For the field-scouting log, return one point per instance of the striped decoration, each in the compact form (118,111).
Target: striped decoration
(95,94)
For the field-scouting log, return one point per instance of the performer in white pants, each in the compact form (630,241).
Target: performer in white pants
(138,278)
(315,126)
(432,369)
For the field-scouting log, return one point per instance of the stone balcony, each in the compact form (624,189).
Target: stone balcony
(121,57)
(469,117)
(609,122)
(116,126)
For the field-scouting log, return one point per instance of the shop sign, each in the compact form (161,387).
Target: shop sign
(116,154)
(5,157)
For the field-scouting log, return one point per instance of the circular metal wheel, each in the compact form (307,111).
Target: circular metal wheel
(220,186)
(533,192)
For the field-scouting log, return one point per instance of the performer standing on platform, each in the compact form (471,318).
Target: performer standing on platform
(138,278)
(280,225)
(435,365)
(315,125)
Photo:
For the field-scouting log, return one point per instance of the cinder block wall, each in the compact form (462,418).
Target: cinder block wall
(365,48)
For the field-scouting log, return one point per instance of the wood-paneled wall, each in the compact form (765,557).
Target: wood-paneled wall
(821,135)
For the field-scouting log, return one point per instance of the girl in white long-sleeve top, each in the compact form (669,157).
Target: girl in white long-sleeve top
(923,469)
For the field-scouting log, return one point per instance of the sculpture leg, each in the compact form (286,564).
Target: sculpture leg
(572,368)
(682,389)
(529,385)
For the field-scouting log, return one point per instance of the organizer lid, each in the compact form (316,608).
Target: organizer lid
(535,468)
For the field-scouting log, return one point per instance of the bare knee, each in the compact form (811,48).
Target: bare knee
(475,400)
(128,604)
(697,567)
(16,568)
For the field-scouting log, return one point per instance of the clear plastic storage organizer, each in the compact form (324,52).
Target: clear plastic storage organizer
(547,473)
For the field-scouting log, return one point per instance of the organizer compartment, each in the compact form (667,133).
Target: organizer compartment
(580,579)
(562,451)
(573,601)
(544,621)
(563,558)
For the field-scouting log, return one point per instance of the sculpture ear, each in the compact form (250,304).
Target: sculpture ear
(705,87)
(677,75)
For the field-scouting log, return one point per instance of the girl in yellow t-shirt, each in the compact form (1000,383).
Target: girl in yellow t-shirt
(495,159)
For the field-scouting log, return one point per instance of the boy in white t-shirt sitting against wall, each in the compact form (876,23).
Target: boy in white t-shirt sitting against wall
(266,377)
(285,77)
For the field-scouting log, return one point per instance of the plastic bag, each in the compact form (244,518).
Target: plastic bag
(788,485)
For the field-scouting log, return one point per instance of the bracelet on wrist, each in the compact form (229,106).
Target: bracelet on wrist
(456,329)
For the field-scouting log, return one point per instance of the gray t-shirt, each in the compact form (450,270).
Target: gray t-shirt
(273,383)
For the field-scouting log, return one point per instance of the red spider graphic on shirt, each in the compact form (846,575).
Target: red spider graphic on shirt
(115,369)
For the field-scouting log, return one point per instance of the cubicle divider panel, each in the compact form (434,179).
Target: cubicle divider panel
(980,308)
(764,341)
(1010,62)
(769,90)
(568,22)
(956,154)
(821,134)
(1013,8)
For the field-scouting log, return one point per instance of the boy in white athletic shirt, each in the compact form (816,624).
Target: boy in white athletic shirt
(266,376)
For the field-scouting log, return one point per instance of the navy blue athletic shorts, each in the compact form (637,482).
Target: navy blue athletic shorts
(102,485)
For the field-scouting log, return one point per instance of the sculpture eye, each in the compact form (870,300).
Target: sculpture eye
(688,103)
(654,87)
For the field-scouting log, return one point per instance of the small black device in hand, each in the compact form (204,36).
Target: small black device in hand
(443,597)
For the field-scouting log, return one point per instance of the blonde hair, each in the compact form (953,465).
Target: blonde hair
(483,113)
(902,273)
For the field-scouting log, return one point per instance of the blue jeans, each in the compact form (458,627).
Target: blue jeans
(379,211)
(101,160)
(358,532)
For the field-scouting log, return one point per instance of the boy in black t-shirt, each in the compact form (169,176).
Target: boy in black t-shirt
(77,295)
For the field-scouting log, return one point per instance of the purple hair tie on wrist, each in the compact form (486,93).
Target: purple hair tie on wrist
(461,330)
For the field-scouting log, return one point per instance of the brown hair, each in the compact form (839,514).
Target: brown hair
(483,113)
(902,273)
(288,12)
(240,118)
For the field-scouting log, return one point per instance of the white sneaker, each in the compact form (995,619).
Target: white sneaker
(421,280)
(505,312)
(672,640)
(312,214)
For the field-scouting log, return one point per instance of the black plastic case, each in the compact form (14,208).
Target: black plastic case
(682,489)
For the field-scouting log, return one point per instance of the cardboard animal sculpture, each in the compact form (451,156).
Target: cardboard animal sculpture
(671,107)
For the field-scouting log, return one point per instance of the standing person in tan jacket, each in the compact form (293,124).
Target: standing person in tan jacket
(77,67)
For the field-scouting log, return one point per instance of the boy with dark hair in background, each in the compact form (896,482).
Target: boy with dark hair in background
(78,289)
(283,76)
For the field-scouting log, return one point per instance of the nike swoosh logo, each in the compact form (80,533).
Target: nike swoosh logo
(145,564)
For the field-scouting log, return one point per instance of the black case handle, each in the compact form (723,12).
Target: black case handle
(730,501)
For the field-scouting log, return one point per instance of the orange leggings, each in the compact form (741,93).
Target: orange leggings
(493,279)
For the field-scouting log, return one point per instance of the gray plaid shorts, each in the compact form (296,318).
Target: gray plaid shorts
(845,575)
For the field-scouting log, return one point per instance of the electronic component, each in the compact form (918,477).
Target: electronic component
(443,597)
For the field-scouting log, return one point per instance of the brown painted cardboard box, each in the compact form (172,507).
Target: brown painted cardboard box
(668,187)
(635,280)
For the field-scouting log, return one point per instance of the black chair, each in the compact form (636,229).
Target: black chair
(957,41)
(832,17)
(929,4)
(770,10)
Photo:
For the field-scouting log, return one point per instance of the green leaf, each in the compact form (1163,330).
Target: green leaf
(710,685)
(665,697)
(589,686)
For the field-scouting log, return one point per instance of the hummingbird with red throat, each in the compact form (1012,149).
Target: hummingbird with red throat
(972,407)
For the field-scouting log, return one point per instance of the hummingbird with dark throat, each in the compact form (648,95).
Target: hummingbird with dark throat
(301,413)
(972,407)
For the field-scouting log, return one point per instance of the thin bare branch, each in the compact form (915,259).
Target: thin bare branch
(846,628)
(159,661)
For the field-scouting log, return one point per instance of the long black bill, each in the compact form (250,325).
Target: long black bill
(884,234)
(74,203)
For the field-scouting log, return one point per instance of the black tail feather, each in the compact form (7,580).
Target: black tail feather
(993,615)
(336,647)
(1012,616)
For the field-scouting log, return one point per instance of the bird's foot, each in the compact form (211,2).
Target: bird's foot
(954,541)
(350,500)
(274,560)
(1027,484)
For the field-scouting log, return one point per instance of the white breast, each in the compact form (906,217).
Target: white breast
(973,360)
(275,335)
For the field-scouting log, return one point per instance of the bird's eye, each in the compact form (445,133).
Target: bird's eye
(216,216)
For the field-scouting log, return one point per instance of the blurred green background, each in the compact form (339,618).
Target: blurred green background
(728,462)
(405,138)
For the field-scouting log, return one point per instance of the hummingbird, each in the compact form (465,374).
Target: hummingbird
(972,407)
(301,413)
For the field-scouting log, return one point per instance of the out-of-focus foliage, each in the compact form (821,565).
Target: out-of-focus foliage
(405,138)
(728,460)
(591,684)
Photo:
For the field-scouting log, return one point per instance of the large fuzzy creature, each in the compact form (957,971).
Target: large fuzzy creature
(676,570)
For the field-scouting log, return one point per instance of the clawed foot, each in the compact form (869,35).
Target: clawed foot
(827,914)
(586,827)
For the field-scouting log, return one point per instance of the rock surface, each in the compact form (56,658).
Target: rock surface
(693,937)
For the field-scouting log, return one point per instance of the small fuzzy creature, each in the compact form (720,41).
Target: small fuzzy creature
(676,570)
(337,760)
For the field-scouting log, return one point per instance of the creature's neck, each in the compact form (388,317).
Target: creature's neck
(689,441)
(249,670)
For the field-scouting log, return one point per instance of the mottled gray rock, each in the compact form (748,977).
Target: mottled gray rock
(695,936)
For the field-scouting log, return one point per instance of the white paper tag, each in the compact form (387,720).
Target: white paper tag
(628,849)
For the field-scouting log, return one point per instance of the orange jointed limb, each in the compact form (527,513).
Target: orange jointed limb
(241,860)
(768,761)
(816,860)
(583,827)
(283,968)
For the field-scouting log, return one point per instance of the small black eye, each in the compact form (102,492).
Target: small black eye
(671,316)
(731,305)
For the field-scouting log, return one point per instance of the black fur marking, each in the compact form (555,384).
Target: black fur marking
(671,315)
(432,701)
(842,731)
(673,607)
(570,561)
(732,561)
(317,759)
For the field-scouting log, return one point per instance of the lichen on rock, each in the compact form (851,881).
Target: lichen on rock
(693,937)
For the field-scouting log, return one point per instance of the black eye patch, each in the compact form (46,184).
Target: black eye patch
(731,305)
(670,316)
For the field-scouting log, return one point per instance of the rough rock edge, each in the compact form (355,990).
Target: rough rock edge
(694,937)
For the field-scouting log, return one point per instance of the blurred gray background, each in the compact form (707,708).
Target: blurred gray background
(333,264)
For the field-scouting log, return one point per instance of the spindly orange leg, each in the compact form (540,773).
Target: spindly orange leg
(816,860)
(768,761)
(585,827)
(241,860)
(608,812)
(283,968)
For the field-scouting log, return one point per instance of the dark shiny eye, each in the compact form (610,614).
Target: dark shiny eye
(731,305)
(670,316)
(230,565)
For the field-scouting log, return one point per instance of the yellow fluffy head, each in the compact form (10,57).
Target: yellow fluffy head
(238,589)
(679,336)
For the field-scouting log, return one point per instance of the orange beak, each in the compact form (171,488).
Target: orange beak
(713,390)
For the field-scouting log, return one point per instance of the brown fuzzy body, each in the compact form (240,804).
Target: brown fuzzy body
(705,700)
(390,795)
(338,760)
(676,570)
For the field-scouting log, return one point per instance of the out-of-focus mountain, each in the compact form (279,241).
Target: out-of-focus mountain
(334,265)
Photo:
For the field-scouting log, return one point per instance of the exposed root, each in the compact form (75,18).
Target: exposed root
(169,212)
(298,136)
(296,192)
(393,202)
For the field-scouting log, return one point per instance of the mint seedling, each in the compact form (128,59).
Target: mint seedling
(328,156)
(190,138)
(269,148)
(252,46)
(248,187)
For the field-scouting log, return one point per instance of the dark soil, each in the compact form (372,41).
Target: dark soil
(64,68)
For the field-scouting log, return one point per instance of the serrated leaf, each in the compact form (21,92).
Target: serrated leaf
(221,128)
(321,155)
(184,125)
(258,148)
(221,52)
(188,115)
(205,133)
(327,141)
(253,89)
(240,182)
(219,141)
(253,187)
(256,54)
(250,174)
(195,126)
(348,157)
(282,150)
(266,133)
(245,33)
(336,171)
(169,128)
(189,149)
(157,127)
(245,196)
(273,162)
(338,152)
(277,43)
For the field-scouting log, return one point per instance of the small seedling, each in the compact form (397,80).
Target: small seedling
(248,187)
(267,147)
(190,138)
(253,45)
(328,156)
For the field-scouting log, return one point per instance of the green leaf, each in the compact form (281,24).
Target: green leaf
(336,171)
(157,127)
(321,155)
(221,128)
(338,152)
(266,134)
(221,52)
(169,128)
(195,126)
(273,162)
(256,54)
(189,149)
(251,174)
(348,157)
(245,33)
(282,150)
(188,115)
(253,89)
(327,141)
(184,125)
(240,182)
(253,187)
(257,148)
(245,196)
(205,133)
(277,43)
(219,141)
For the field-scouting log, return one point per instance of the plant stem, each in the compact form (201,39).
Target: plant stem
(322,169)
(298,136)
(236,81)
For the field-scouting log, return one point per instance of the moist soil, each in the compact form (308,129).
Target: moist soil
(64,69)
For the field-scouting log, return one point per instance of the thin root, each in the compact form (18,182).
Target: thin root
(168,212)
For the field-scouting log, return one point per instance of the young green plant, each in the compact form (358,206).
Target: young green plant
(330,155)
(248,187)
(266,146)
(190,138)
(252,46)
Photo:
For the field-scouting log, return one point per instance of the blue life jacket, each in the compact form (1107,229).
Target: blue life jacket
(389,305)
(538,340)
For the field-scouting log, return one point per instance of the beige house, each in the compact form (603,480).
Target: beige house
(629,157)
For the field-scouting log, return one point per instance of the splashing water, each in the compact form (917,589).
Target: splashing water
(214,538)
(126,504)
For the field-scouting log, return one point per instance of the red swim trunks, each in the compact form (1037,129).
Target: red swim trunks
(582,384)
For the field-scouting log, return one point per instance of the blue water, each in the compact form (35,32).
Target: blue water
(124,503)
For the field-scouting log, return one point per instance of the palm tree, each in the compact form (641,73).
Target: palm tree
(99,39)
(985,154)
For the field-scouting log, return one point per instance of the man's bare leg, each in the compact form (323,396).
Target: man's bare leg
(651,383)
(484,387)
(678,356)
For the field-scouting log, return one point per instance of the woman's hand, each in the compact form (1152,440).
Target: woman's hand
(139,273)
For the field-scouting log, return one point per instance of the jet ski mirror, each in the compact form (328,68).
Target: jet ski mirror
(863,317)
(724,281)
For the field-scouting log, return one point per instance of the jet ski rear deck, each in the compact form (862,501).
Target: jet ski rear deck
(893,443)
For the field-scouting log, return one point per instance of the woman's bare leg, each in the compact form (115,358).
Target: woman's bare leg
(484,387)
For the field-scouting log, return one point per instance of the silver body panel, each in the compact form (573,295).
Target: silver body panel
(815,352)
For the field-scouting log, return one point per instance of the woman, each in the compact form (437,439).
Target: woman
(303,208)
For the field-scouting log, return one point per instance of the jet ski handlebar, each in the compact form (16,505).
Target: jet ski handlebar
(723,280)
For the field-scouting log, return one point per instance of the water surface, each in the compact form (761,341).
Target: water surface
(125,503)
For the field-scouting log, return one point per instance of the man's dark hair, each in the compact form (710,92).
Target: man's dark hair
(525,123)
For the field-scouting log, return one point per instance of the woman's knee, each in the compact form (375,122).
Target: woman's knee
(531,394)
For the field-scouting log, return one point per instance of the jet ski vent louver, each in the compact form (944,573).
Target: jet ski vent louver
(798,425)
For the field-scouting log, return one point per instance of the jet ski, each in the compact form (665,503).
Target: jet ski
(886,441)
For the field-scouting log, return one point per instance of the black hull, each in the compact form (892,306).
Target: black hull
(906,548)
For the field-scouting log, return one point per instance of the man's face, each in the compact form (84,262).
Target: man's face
..........
What needs duplicating is the run of lines from the one containing "compact form (573,295)." through the last line of the entries above, exact and complete.

For the field-scouting log, return one point per instance of the silver body panel, each in the compact form (573,295).
Target: silver body panel
(815,352)
For the field-scouting log, return one point per instance of the woman, each in the compact form (437,439).
Target: woman
(303,208)
For the field-scouting log, return one point per instance of the jet ski handlebar, each in the compact form (16,505).
Target: jet ski handlebar
(723,280)
For the field-scouting log, return one point per instance of the water surface, each in the compact form (761,341).
Target: water surface
(125,503)
For the field-scouting log, return one point per instance of the man's dark hair, each in the compact form (710,92).
Target: man's dark hair
(525,123)
For the field-scouting log, return one point per instance of the woman's knee, each in the compact form (375,122).
Target: woman's knee
(531,394)
For the field-scouting log, return one point per instance of the jet ski vent louver, each in the compact form (944,573).
Target: jet ski vent louver
(798,425)
For the field-scouting log, return one point per instance of the jet ski, each in the compact form (665,503).
Target: jet ski
(886,441)
For the field-scouting log, return one point per instance of the black hull, each in the compact form (892,306).
Target: black hull
(906,548)
For the field-scouting log, return one point per instance of the man's face, each in the compact form (84,262).
Target: man's face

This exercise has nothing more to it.